§ Provided material:
* * * * * * *

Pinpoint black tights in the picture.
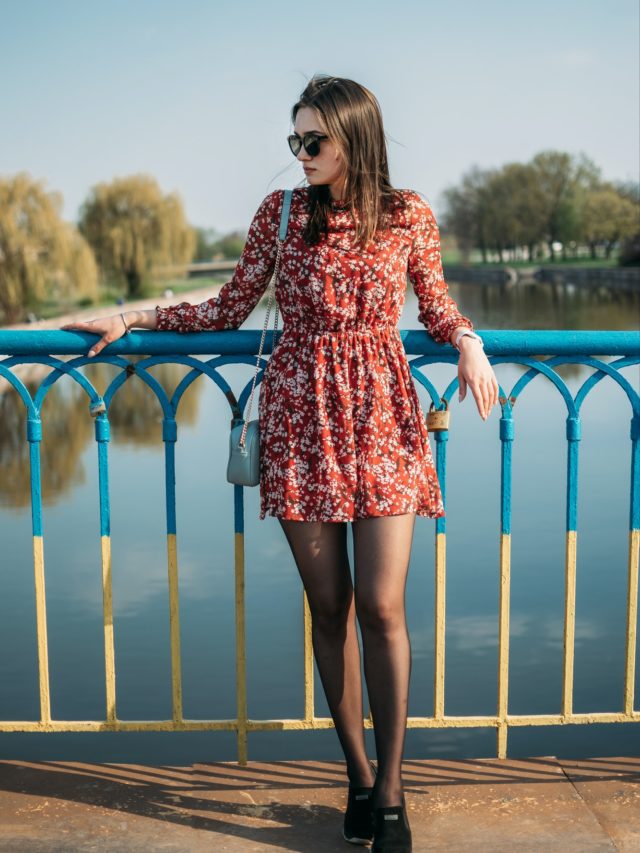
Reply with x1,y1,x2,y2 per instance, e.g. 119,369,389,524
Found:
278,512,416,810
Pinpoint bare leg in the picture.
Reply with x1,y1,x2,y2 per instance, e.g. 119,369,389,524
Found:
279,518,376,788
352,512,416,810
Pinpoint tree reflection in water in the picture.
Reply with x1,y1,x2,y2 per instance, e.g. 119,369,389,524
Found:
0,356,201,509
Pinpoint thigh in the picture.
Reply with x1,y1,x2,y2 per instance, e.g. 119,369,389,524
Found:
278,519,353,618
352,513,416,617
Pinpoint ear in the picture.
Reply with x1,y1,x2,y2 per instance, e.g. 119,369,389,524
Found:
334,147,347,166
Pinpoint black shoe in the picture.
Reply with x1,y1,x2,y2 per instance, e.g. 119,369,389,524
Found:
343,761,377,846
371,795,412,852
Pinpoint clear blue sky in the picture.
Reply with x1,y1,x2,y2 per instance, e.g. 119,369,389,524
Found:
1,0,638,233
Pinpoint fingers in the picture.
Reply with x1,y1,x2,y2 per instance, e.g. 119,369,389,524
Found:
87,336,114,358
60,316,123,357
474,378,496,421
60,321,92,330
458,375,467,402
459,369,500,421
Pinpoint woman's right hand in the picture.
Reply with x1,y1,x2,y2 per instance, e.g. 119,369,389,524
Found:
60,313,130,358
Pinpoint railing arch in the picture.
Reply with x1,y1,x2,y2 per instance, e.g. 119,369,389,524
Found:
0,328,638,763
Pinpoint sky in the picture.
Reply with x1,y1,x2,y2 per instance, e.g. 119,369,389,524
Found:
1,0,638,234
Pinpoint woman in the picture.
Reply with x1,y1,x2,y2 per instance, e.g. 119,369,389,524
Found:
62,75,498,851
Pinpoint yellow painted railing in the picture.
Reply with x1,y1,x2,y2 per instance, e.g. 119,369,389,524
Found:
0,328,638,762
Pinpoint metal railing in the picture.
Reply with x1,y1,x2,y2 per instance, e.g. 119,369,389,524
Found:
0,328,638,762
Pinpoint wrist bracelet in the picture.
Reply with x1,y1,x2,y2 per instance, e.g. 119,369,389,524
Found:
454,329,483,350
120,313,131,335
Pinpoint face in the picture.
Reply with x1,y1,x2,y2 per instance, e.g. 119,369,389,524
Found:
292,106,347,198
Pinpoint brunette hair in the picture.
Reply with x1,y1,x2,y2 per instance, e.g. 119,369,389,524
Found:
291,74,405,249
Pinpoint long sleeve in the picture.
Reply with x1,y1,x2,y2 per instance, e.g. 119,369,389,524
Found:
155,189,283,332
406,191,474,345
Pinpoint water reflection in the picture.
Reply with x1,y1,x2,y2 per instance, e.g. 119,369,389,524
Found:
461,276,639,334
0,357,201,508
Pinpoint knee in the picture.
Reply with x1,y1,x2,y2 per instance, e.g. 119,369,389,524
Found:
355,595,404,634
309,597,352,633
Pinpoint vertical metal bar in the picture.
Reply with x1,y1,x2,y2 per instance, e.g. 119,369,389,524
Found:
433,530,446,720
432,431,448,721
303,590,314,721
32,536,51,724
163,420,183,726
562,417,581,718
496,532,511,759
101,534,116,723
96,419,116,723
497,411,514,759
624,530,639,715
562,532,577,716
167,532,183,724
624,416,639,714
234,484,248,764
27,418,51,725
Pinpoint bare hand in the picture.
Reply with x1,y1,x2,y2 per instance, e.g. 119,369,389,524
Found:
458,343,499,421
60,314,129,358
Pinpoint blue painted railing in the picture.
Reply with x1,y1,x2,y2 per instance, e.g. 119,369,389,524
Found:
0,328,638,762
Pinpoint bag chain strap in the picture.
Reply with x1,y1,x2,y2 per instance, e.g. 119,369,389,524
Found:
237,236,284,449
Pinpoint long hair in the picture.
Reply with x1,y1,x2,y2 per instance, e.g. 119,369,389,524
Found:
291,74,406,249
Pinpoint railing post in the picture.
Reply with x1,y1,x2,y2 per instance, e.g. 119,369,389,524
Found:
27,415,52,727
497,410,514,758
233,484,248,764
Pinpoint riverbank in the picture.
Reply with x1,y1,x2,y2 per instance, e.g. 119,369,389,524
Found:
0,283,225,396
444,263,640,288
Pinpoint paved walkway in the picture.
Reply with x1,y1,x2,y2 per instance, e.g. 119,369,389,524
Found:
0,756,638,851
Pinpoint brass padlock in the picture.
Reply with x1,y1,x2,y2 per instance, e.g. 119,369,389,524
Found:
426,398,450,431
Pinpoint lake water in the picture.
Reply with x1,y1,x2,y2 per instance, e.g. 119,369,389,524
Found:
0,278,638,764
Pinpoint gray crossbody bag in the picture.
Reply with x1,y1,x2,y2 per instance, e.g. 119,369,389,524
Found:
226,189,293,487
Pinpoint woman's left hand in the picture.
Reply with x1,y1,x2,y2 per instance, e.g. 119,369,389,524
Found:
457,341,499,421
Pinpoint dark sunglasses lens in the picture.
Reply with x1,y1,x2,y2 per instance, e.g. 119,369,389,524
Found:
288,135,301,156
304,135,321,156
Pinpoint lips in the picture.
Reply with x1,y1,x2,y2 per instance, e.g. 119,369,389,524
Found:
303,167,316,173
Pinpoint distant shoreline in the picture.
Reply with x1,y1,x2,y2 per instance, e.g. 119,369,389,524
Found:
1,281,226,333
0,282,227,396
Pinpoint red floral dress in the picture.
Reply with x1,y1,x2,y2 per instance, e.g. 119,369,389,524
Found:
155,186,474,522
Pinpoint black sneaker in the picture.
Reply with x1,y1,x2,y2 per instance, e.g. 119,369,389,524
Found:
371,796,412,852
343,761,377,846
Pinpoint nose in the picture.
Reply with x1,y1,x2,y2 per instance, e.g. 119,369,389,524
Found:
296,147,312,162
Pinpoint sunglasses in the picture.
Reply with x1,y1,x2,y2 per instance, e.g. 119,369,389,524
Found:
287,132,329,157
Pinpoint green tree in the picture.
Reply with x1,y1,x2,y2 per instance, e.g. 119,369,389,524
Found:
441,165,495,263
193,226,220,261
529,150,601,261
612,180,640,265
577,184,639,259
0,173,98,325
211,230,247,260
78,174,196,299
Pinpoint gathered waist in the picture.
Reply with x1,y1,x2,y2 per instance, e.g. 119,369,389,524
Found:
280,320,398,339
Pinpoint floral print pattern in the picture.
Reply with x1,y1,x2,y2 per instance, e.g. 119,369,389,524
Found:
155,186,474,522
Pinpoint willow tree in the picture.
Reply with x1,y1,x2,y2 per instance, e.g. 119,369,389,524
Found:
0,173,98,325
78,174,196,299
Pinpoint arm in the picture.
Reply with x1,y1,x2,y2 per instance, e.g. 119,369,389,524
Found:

* * * * * * *

§ Task objective: Return each record above as it stands. Pictures stay out.

§ Result:
Pinpoint black tights in the picture.
Reply with x1,y1,x2,y2 per instance, e.g. 119,369,389,524
Found:
278,512,416,810
Pinpoint bare leg in the picture.
Reply with x1,y1,x2,y2 per instance, e.g. 119,369,389,524
Found:
279,518,376,788
352,512,416,810
Pinpoint tree reflection in water in the picture.
Reply with x1,y1,x2,y2 per instance, e.g. 119,369,389,524
Found:
0,356,201,509
Pinpoint thigh in the picture.
Reply with x1,y1,x2,y2 per instance, e.g. 119,369,389,524
Found:
278,519,353,618
352,513,416,617
Pinpoint ear in the picture.
Reply with x1,y1,x2,y2 per instance, e.g. 119,369,389,524
Found:
334,147,347,166
Pinpoint black shoe in the picture.
Reply with x1,y1,x2,y2 per instance, e.g. 119,369,389,524
Found:
343,761,377,846
371,795,412,852
Pinpoint clear blue sky in the picture.
Reply with x1,y1,x2,y2 per instance, e.g. 119,369,389,524
Found:
1,0,638,233
Pinpoint fingers in the picture.
Reply with x1,y1,x2,y2 per instance, e.g. 119,369,389,524
Found:
87,336,114,358
60,316,123,357
474,378,496,421
60,321,92,330
458,375,467,402
459,369,500,421
Pinpoint woman's right hand in the picture.
Reply with x1,y1,x2,y2 per instance, e.g. 119,369,389,524
Found:
60,313,130,358
Pinpoint railing arch in the picture.
Reply with x1,y1,x2,y2 per instance, e.g. 119,369,389,524
Found:
0,328,638,763
Pinpoint sky in the picture.
Reply with x1,y1,x2,y2 per instance, e.g. 119,369,389,524
Found:
1,0,638,234
Pinpoint woman in the picture.
Reply with x1,y1,x2,y2 per instance, e.g. 119,369,389,524
Found:
62,75,498,851
Pinpoint yellow painted railing in the picture.
Reply with x1,y1,x2,y2 per instance, e.g. 119,369,389,524
Found:
0,328,638,762
Pinpoint metal railing in the picture.
Reply with x1,y1,x2,y2 per instance, e.g. 119,369,389,524
Found:
0,328,638,762
Pinpoint wrist bracelet in the picture.
Reply with x1,y1,x2,y2 per instance, e.g. 119,369,389,524
Found:
454,329,483,350
120,313,131,335
Pinpoint face in the picture.
Reply with x1,y1,x2,y2 per instance, e.g. 119,369,389,524
Found:
292,106,347,198
Pinpoint brunette hair in the picture.
Reply with x1,y1,x2,y2 per instance, e.g. 119,369,389,524
Found:
291,74,405,249
Pinpoint long sleeve in the picture.
Reply with x1,y1,x2,y2 per instance, e.g. 119,369,389,524
Found:
155,189,283,332
406,191,474,345
Pinpoint water reflection in the picture.
Reply with x1,y1,x2,y2 per instance, e.g. 119,369,389,524
Found:
461,276,639,334
0,357,201,508
Pinpoint knee in the picture.
Reply with x1,y1,x2,y2 per instance, e.g. 119,369,389,524
Found:
355,595,404,634
309,597,352,633
Pinpoint vertical metal bar in the picture.
Reply with x1,y1,x2,y2 per instance, e.g. 119,369,389,524
Found:
433,530,446,720
432,431,448,721
303,590,314,721
32,536,51,724
163,420,183,726
562,417,581,718
496,532,511,759
101,534,116,723
96,419,116,723
497,411,514,759
624,530,639,715
562,532,577,716
167,532,183,724
624,416,639,714
234,484,248,764
27,418,51,725
Pinpoint bare hand in the picture.
Reply with x1,y1,x2,y2 per instance, e.g. 119,369,389,524
Found:
458,343,499,421
60,314,129,358
Pinpoint blue painted railing in the picture.
Reply with x1,y1,x2,y2 per instance, e.g. 119,369,389,524
Found:
0,328,638,762
Pinpoint bag chain strap in the picture.
Reply with x1,y1,x2,y2 per instance, e.g. 119,369,389,524
Found:
237,236,284,449
Pinpoint long hair in the picture.
Reply with x1,y1,x2,y2 per instance, e.g. 119,369,389,524
Found:
291,74,406,249
Pinpoint railing post in the picture.
Reply with x1,y1,x2,y2 per instance, e.g. 119,369,389,524
Found:
27,415,52,727
497,410,514,758
233,484,248,764
Pinpoint riverbank in the picture.
Reply with x1,y1,x2,y2 per instance, e.g. 119,369,389,524
Found:
0,283,225,396
444,263,640,288
Pinpoint paved walkway in the picture.
Reply with x1,y1,x2,y2 per instance, e.g. 119,369,389,524
Found:
0,756,638,851
Pinpoint brass padlock in the picture.
Reply with x1,y1,x2,y2 per instance, e.g. 119,369,389,524
Found:
426,398,450,431
Pinpoint lake water in the picture.
Reply with x1,y1,x2,y2 per instance, e.g. 119,369,389,524
Found:
0,278,638,764
Pinpoint gray crossbody bag in the picture.
Reply with x1,y1,x2,y2 per instance, e.g. 119,369,389,524
Found:
226,189,293,487
Pinpoint woman's left hand in the picture.
Reply with x1,y1,x2,y2 per instance, e.g. 119,369,389,524
Found:
457,341,499,421
Pinpoint dark sunglasses lens in the picture.
Reply with x1,y1,x2,y2 per instance, e.g. 119,369,389,524
Found:
288,135,301,156
304,135,321,156
Pinpoint lips in the picture.
Reply with x1,y1,x2,y2 per instance, e.g. 119,369,389,524
Found:
303,167,316,173
Pinpoint distant shoreline in the picture.
Reply with x1,y1,x2,y2 per instance, e.g. 119,369,389,524
Found:
1,281,226,333
0,282,227,396
Pinpoint red floral dress in the picture.
Reply with x1,y1,x2,y2 per instance, e.g. 119,369,389,524
Found:
155,186,474,522
Pinpoint black sneaker in the picture.
Reply with x1,y1,x2,y2 per instance, e.g. 119,369,389,524
Found:
371,796,412,852
343,761,377,846
Pinpoint nose in the picture.
Reply with x1,y1,x2,y2 per instance, e.g. 119,369,389,524
Found:
296,147,312,162
Pinpoint sunglasses in the picture.
Reply with x1,y1,x2,y2 per instance, e.g. 119,369,389,524
Found:
287,132,329,157
Pinpoint green tree in the picture.
Reply with x1,y1,x2,y2 per instance, e.g. 119,369,389,524
Found:
441,165,495,263
193,226,220,261
529,150,601,261
612,180,640,265
577,184,639,259
0,173,98,325
211,230,247,260
78,174,196,299
Pinpoint gathered waist in the picture.
Reply with x1,y1,x2,y2 per instance, e.g. 119,369,389,524
Found:
280,320,398,339
Pinpoint floral print pattern in the picture.
Reply with x1,y1,x2,y2 per instance, e.g. 119,369,389,524
Found:
155,186,474,522
Pinpoint willow tree in the picture.
Reply with x1,y1,x2,y2 per instance, e.g. 119,369,389,524
Found:
0,173,98,325
78,174,196,299
Pinpoint arm in the picture.
Reply with x1,y1,x2,y2 per instance, e.g. 119,369,389,524
Found:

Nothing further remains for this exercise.